* **Provided passage**
--------
Wednesday, March 7

Could This be the End of 'No Ordinary Moments'?




“Those who think they have not time for bodily exercise will sooner or later have to find time for illness."
 
- Lord Edward Stanley

The Paradigm Shift…
Today as I write this, it's Monday 5th March, 2012.  A paradigm shift is happening and I know now what I need to do - what feels right for my life at this point in time. 

I’m just not sure yet where to begin.  This morning I’m suffering from overthinking.  An annoying tendency I have which rears its’ ugly head every so often.  So for me, the best way to stop overthinking and begin doing, is to put it into words and usually what happens during this process is that the pieces of the puzzle and all those thoughts floating and swimming around in my head, begin to make sense and I can then see some pattern, so that order begins to emerge.

Now I’m sounding like a broken record.  My blog is all about ‘health and fitness’, but my posts of the last six months, even though touching on this, haven’t been definitive in regard to specifics of my fitness journey, as they originally began nearly three years ago.  I have no further (fitness) insights to share with you, because I’ve reached the end of that particular road. 
I am about to embark on another slightly different road. Health and fitness is still part of that, but it becomes only one part of the equation.  Its’ importance hasn’t changed, however, but how I ‘do’ health and fitness has…is changing.  I can see clearly now how it is a part, no less important, of the bigger picture of life.

I remember the first shift.   I embarked on my Ideal Bodies Online journey back in July 2008…major shift.  I was not in a good place.  Going forward just a little to January 2009, life had changed for the better and I grabbed it with everything I had.  Doors opened and I had a new body; new confidence (my old self); increased health and fitness; new plans and limitless opportunity.  My learning curve grew exponentially and in that process I learned a lot about myself and what I was capable of.

In three-and-a-half years I’ve turned my life around.  I made a promise never to return to that period before July 2008, and I haven’t.  It hasn’t been all smooth sailing, but on the whole I’ve maintained around the same weight and I’ve definitely become fitter and stronger.  For me, it’s all about being better than I was yesterday, and I am proud to say that with each day, I’m getting better (well…not every day).  Some days of course you may take a step or two back, and some days you take a step or two forward.  I’m fortunate to say that there have been more days that I’ve gone forward than back, so I’m still out in front and making progress.
My accomplishments since embarking on my ‘Fit-and-Fab-at-40’ journey have been:

-          Losing around 15kgs to sit on a weight range of 58-60kgs to culminate just before my 40th birthday with a 12% body fat on the day of my photo shoot in January 2009.
--------
* **Supplied data**

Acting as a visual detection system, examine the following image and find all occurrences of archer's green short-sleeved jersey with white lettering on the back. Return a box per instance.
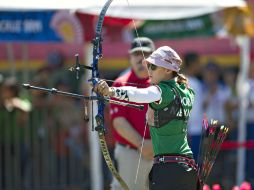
[147,80,195,156]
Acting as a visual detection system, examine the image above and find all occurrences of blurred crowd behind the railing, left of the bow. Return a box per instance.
[0,52,90,190]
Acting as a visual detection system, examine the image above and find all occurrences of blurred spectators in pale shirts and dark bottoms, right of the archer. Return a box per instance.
[184,52,254,189]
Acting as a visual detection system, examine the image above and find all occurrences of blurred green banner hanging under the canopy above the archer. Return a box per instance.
[138,15,215,39]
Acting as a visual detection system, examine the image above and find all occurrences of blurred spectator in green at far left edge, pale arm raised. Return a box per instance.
[0,77,31,188]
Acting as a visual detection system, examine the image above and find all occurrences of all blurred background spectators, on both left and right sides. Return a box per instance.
[0,52,254,189]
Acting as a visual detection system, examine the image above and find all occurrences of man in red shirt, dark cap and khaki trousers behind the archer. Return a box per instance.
[110,37,155,190]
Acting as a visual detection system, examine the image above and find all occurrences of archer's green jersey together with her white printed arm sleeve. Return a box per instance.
[110,79,195,157]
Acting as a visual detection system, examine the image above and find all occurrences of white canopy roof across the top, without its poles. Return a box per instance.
[0,0,246,20]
--------
* **Exercises to complete**
A: Rewrite the fitness blog post starting at "- Lord Edward" and ending at "begins to emerge.", replacing "overthinking" with "worrying".
B: In the fitness blog post, when did the writer begin the Ideal Bodies Online journey?
C: Take the fitness blog post further from where it stops.

* **Written answers**
A:
- Lord Edward Stanley

The Paradigm Shift…
Today as I write this, it's Monday 5th March, 2012.  A paradigm shift is happening and I know now what I need to do - what feels right for my life at this point in time. 

I’m just not sure yet where to begin.  This morning I’m suffering from worrying.  An annoying tendency I have which rears its’ ugly head every so often.  So for me, the best way to stop worrying and begin doing, is to put it into words and usually what happens during this process is that the pieces of the puzzle and all those thoughts floating and swimming around in my head, begin to make sense and I can then see some pattern, so that order begins to emerge.

B: July 2008

C:
-          Joining the Australian Army in June 2009 at the age of 40.  I embarked on a 12 month training program written by Kristin Gleeson of IBO, to prepare me for the rigours of Basic Training, taking into account my back injury.

-          Helping others on their health and fitness journey as a personal mentor for IBO which I finished up in 2010.

-          Overcoming hip bursitis and being able to run again after approx. 5-8 years being unable to run.

-          Overcoming a herniated disc injury which had plagued me since 2000 (when I originally injured my back) through exercise and a lot of rehabilitation work.  Firstly through IBO and then specific rehabilitation, encompassing core strength and stability work with exercise physiologist, Liz Nelson.  The significance of this particular achievement is signficant, given the accompanying muscular and skeletal imbalances and injuries which I’ve sustained as complications of having a back injury.

-          Joining and training in Crossfit for 6 months of 2010.  This had been a goal of mine since becoming fitter and I saw this as an opportunity to ramp up my fitness.  However, I had to concede that Crossfit became detrimental to my fitness because of existing injuries and my underlying incorrect muscular activation issues.  I also discovered at this time that I had a bone spur and beginnings of hip degeneration in the RHS hip ball and socket.

-          Becoming educated as to what good nutrition is and what works best for me.  I have to admit the ‘what works best for me’ is still up for contention, and I’m at this very moment rethinking that part of nutrition.   Or moreso, taking this a step further.  A reason for me rethinking is tied up in the way I view or ‘do food’.  It’s something I’m constantly learning about and you could say that it’s evolved and still is evolving.  I will let you in on that when I feel more comfortable that I won’t be judged for it. The proof will be in the pudding, so to speak.  I would prefer to show you with results rather than with cheap talk.

The physical accomplishments are always easier to measure, but as we all know, it’s the other accomplishments that you can’t necessarily see by looking which have the most profound effect on our lives.
I’m talking mainly about the self confidence that comes from overcoming challenges.  This and the happiness and aura that you exude is exponential in its’ effect on not only your family and friends, but people you come into contact with daily.

It’s the clarity you get about your life and the hope and excitement you have about your future, because it’s so full of possibility.  Life then becomes exciting because you are no longer a bystander but a full participant - physically, mentally, emotionally and spiritually.
It also becomes about focus…goal driven focus.  You become determined and persistent in your endeavours.

Back to paradigm shifts…and focus.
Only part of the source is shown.